* Work to complete
Output an exact reproduction of the data.

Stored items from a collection
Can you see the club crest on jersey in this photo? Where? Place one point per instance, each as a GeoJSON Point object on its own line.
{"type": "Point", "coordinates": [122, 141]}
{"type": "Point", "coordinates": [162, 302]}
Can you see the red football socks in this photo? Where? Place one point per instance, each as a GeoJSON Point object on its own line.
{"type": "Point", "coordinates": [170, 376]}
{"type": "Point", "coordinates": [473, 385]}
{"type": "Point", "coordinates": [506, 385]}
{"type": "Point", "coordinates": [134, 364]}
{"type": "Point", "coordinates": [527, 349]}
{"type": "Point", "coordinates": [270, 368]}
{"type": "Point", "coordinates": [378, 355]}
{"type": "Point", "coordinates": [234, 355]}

* Result below
Can you see the club crest on jersey in this photo? Where? Place one point per instance, each as a GeoJSON Point object on its own line.
{"type": "Point", "coordinates": [122, 141]}
{"type": "Point", "coordinates": [162, 302]}
Can you see the red football socks in this photo? Where? Place one point per instance, each as a GeoJSON Point object on its own line.
{"type": "Point", "coordinates": [170, 376]}
{"type": "Point", "coordinates": [473, 385]}
{"type": "Point", "coordinates": [506, 385]}
{"type": "Point", "coordinates": [134, 364]}
{"type": "Point", "coordinates": [527, 349]}
{"type": "Point", "coordinates": [270, 368]}
{"type": "Point", "coordinates": [378, 355]}
{"type": "Point", "coordinates": [234, 355]}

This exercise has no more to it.